- **Задание**: Перечислите все строки из записей ниже, в которых встречается слово «fireplace». Каждую такую строку перепишите полностью.

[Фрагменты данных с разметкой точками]
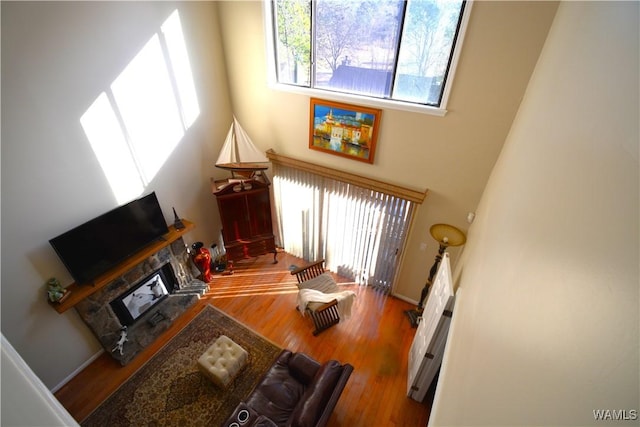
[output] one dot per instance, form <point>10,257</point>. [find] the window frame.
<point>272,79</point>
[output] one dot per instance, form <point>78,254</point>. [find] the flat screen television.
<point>100,244</point>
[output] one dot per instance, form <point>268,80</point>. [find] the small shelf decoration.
<point>345,130</point>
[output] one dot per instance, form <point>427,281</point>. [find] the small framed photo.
<point>345,130</point>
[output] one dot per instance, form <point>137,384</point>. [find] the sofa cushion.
<point>303,368</point>
<point>317,395</point>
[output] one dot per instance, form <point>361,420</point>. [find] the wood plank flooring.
<point>262,295</point>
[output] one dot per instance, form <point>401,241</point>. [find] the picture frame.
<point>345,130</point>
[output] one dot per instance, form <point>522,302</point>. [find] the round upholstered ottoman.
<point>222,361</point>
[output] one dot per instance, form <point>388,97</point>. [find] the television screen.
<point>98,245</point>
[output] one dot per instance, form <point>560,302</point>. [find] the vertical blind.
<point>359,232</point>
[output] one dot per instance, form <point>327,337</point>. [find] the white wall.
<point>57,57</point>
<point>25,399</point>
<point>546,324</point>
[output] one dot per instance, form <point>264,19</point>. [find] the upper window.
<point>400,50</point>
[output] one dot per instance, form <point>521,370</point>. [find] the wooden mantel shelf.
<point>80,292</point>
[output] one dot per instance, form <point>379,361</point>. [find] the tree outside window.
<point>388,49</point>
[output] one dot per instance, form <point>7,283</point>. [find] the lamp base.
<point>413,317</point>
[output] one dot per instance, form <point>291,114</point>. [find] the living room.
<point>556,232</point>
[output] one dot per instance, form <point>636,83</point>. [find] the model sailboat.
<point>239,155</point>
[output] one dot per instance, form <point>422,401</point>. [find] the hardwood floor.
<point>262,295</point>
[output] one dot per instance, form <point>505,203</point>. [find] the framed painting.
<point>345,130</point>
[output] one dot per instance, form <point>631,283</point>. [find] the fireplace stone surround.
<point>97,313</point>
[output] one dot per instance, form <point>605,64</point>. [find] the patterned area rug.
<point>169,390</point>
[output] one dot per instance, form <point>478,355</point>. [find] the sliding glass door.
<point>359,232</point>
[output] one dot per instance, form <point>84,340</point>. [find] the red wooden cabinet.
<point>245,212</point>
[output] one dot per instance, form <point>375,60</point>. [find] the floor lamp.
<point>446,235</point>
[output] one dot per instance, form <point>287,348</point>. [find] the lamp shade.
<point>447,235</point>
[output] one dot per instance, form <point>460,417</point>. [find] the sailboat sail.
<point>239,153</point>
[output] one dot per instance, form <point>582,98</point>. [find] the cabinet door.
<point>259,208</point>
<point>235,218</point>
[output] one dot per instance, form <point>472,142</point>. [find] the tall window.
<point>400,50</point>
<point>359,232</point>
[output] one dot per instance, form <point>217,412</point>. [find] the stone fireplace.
<point>143,302</point>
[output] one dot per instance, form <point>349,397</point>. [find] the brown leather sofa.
<point>296,391</point>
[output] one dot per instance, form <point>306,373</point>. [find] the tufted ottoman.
<point>222,361</point>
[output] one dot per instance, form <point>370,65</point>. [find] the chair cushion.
<point>323,283</point>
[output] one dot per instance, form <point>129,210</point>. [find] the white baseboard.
<point>74,373</point>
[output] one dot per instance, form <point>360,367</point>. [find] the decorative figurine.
<point>120,344</point>
<point>55,291</point>
<point>202,259</point>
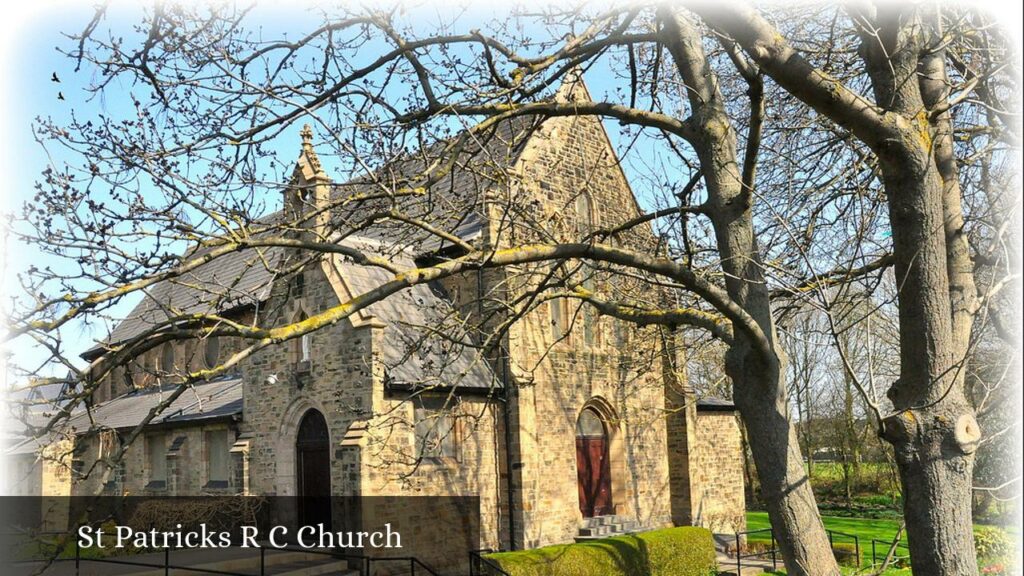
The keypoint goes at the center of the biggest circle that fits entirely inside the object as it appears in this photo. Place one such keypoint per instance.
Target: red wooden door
(593, 467)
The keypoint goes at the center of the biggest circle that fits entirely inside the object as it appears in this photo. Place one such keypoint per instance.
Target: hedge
(673, 551)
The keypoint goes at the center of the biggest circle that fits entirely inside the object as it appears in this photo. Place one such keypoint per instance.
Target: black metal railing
(482, 566)
(773, 549)
(833, 534)
(886, 545)
(740, 557)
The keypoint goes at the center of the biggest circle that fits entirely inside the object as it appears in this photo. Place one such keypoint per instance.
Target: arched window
(585, 214)
(167, 358)
(559, 319)
(302, 346)
(211, 351)
(591, 331)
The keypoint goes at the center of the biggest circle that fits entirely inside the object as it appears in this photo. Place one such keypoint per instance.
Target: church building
(565, 423)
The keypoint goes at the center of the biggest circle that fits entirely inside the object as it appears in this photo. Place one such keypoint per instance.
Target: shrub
(991, 542)
(673, 551)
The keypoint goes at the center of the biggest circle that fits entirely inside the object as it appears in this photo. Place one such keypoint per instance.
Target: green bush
(991, 542)
(673, 551)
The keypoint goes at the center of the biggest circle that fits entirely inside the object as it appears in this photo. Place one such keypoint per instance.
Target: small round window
(211, 354)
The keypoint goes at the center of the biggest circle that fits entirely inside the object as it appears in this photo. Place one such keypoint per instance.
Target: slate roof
(216, 399)
(207, 401)
(712, 404)
(453, 204)
(412, 355)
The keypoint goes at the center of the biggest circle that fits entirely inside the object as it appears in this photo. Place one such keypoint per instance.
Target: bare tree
(919, 67)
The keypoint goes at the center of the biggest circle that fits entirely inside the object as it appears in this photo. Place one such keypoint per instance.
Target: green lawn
(865, 529)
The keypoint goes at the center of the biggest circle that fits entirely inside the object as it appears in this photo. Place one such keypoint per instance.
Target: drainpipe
(506, 412)
(506, 415)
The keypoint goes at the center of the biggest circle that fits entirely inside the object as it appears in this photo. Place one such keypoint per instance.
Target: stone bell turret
(307, 196)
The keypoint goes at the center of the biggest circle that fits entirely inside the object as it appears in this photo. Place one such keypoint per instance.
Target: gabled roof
(215, 400)
(207, 401)
(454, 204)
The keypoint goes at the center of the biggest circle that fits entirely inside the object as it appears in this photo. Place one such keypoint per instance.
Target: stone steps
(605, 526)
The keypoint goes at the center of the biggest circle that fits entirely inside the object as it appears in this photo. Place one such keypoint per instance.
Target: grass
(864, 528)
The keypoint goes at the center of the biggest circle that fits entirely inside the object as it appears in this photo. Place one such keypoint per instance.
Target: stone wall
(276, 396)
(556, 378)
(717, 472)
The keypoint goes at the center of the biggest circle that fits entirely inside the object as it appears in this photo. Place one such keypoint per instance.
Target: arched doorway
(593, 464)
(312, 465)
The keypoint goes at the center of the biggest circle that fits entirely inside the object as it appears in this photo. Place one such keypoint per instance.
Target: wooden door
(312, 454)
(593, 466)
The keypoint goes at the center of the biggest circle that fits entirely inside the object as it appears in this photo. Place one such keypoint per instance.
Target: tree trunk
(775, 448)
(755, 363)
(934, 433)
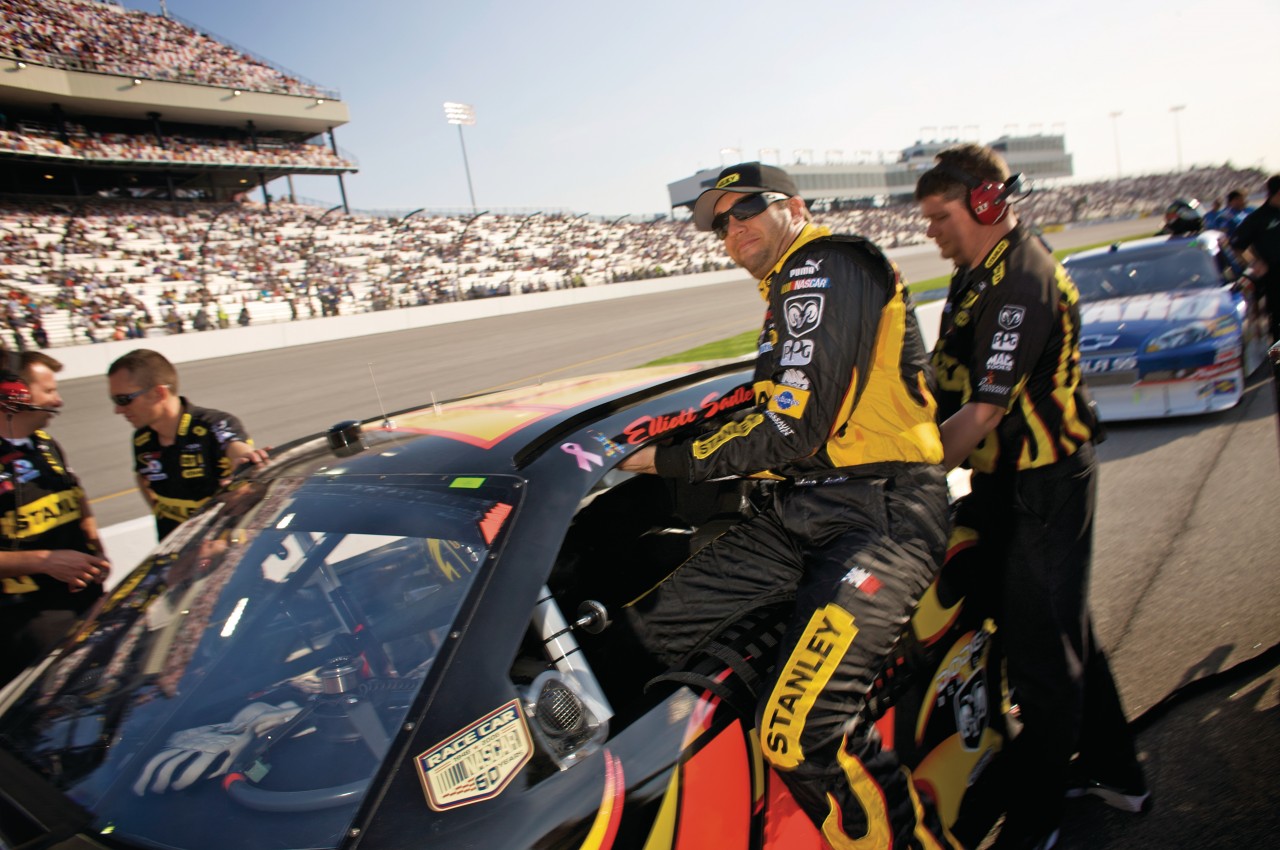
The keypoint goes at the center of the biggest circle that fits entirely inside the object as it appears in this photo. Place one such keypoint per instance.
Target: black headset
(987, 200)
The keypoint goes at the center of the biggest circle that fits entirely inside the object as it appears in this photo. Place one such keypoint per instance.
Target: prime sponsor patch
(803, 314)
(824, 641)
(478, 762)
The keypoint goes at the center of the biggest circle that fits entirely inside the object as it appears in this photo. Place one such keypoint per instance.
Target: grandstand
(132, 147)
(101, 101)
(837, 184)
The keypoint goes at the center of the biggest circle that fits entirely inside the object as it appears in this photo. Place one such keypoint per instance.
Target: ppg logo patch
(1010, 316)
(803, 314)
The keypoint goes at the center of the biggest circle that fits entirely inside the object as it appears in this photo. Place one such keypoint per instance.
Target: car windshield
(251, 673)
(1134, 273)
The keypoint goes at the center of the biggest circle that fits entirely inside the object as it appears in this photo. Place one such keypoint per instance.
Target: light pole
(1178, 133)
(462, 114)
(1115, 133)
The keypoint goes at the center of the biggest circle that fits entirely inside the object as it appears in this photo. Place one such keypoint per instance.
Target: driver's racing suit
(855, 531)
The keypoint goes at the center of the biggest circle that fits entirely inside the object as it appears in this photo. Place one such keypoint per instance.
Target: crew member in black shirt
(51, 561)
(1258, 238)
(182, 453)
(1013, 407)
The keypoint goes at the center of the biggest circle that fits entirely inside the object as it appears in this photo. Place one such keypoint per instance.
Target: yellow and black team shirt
(183, 475)
(41, 507)
(1010, 337)
(841, 374)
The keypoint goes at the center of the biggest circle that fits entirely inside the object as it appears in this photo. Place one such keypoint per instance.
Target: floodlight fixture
(462, 114)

- **Результат**:
[output] one dot per instance, form <point>631,283</point>. [find] the fireplace stone surround.
[output] one dot per instance, form <point>217,412</point>. [find] the stone fireplace.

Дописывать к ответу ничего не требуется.